* Metin bölümü

------------------------------------------------------------

Dijital kokuşma: Usta ve çırağı
Gündemin 2 sıcak konusu.
Birincisi: Abdullah Gül.
Cuma namazı çıkışı konuştu (20 Şubat 2015).
Bayrak göstermiş oldu.
İlk bu köşede yazılmıştı. Milletvekili adaylığı soruldu.
Dikkat: “Aday olmayacağım” demedi.
***
Ama asıl önemlisi, AKP’yi sahiplendi.
“Herkes biliyor ki, ben AK Parti’nin kurucusuyum... Kuruluş sürecini başlatanım.”
“Parti’nin reformcu çalışmalarını, büyük yapısal değişiklikleri hep beraber yaptık.”
“Cumhurbaşkanlığım bittiğinde de partime döndüğümü söyledim.”
***
AKP dışı kaygılı çevrelere söyleyeceği vardı.

------------------------------------------------------------

* Verilen görev A
Abdullah Gül metninin "İlk bu köşede" ile başlayıp "çevrelere söyleyeceği vardı." ifadesine kadar devam eden kısmını, "reformcu" yerine "yenilikçi" koyarak düzenleyin.
* Verilen görev B
Abdullah Gül metnini son cümlesinden sonrasından devam ettirin.
Satırların Abdullah Gül metniyle hiçbir ilgisi yoktur.

------------------------------------------------------------

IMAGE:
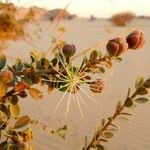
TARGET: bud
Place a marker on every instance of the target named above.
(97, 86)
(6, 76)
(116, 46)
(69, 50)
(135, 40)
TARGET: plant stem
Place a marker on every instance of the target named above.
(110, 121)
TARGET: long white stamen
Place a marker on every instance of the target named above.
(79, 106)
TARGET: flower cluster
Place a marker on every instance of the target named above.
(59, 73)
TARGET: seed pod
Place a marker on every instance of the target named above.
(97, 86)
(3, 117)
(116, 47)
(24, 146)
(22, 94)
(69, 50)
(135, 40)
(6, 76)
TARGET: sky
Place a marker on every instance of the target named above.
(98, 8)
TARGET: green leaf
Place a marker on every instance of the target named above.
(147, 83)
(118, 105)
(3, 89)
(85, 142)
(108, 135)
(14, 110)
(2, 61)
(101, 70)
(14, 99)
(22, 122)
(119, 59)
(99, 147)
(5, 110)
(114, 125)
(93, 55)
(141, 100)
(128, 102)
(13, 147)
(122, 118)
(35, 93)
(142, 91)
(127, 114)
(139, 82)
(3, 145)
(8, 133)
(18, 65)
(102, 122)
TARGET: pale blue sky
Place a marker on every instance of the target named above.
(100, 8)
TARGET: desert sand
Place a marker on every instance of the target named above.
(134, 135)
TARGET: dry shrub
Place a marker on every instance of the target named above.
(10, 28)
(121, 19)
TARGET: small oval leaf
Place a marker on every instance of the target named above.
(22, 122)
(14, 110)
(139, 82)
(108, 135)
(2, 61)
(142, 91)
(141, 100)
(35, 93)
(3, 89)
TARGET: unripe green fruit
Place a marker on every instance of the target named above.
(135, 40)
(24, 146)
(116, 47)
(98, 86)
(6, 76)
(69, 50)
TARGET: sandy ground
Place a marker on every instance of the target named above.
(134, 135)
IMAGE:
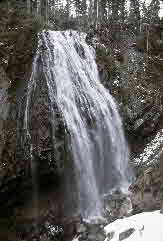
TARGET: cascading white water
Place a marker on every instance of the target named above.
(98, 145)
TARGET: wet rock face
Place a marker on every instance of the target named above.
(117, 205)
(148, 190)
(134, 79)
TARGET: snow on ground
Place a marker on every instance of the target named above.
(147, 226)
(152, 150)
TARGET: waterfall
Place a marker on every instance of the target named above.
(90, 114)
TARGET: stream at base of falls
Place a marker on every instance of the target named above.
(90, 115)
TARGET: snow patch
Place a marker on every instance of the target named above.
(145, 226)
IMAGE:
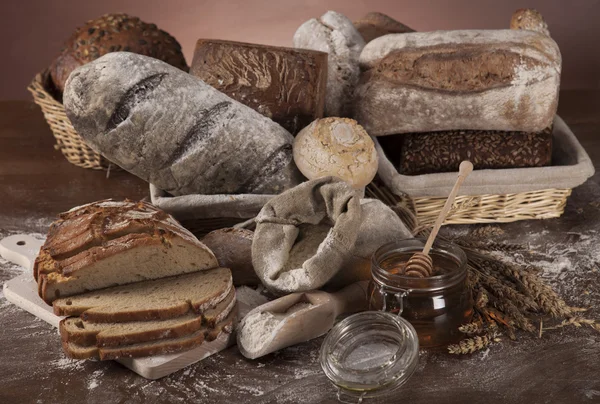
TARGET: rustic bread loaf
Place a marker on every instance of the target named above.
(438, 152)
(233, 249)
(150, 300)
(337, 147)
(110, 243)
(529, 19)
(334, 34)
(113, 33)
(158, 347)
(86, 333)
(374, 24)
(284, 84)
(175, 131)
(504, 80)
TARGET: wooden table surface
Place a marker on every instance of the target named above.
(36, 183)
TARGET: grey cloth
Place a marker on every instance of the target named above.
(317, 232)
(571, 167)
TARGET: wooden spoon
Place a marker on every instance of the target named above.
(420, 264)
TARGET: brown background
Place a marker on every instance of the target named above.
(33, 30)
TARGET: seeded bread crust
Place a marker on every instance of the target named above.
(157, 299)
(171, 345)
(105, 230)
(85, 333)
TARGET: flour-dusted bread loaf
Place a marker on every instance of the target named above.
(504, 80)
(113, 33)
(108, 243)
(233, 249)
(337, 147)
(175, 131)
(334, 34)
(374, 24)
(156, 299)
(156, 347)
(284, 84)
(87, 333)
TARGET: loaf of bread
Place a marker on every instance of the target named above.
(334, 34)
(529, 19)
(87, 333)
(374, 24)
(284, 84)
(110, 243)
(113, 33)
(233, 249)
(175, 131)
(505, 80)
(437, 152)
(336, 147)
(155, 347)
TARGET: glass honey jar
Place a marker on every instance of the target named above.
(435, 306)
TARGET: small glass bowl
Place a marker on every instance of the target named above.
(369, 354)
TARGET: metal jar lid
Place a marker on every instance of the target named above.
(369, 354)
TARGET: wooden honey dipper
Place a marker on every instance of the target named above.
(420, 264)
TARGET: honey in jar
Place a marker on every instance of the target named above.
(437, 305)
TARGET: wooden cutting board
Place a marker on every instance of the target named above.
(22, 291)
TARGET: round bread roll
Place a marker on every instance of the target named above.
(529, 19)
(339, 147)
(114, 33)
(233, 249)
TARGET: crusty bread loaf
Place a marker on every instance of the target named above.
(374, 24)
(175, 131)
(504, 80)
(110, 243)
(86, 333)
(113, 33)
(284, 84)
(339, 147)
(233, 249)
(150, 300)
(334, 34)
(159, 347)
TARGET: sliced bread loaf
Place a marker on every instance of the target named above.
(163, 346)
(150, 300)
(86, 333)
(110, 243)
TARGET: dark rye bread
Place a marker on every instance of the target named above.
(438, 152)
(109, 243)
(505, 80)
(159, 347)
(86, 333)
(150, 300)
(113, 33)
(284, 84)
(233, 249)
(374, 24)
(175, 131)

------------------------------------------------------------

* Çıktı A
İlk bu köşede yazılmıştı. Milletvekili adaylığı soruldu.
Dikkat: “Aday olmayacağım” demedi.
***
Ama asıl önemlisi, AKP’yi sahiplendi.
“Herkes biliyor ki, ben AK Parti’nin kurucusuyum... Kuruluş sürecini başlatanım.”
“Parti’nin yenilikçi çalışmalarını, büyük yapısal değişiklikleri hep beraber yaptık.”
“Cumhurbaşkanlığım bittiğinde de partime döndüğümü söyledim.”
***
AKP dışı kaygılı çevrelere söyleyeceği vardı.

* Çıktı B
Başkanlık: “Türk tipi olmaması gerekir.”
İç güvenlik yasa tasarısı: “Ümit ederim ki arkadaşlarım tekrar gözden geçirirler... Bazı düzeltmeler yaparlar.”
Anlamı: Erdoğan gibi kavgacı değilim. Uzlaştırıcıyım, birleştiriciyim.
***
Resmi durum:
Tayyip Erdoğan, şimdi cumhurbaşkanı. Dolayısıyla AKP üyesi değil.
Gül’ün cumhurbaşkanlığı bitti. “AKP kurucusu olarak doğal üyeyim” diyor.
Biliyoruz: Gül risk sevmez.
Fakat: “Sahaya inmeye hazırım” mesajını verdi.
Demek: Risk algısı düşük.
Tayyip Bey’in tırnaklarının söküldüğünü varsayıyor anlaşılan.
***
İkincisi: Dijital kokuşma.
AKP medyasında bir kampanya yürütülüyor.
CHP-Cemaat “kumpas”ına ilişkin.
***
Ama: Twitter yazışmaları diye aktarılanlar tuhaf.
CHP ve Cemaat’in temsilcilerinin sözlerine bakıyorsunuz.
Sanki gizli iş çevirmiyorlar. Suç işlemiyorlar.
Müsamereye çıkmış gibiler.
Oysa: Söylendiği iddia edilenler öncelikle suç. Sonra ahlâki değil.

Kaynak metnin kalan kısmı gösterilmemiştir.